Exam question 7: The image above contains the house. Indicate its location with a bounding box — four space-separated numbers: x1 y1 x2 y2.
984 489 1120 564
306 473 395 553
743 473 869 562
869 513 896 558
■ ■ ■ ■ ■
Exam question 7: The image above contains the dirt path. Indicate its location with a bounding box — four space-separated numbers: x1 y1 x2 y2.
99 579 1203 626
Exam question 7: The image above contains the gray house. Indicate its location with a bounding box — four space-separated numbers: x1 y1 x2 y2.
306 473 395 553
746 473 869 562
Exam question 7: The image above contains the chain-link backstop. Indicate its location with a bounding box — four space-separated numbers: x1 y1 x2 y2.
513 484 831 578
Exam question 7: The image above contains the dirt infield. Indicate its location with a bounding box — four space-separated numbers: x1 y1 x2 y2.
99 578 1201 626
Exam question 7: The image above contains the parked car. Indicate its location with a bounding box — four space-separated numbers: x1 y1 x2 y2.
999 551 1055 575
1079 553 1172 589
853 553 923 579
■ ■ ■ ■ ■
• Stated exercise: Please write out, word for word, the part of the material that opens with the line containing "Exam question 7: The image above contains the parked" and closes with the line containing "853 553 923 579". Include both of those lines.

• Response below:
Exam question 7: The image above contains the parked car. Indicate its location with a bounding box — four space-separated numbers: x1 y1 x2 y2.
999 551 1055 575
1079 553 1172 589
853 553 923 579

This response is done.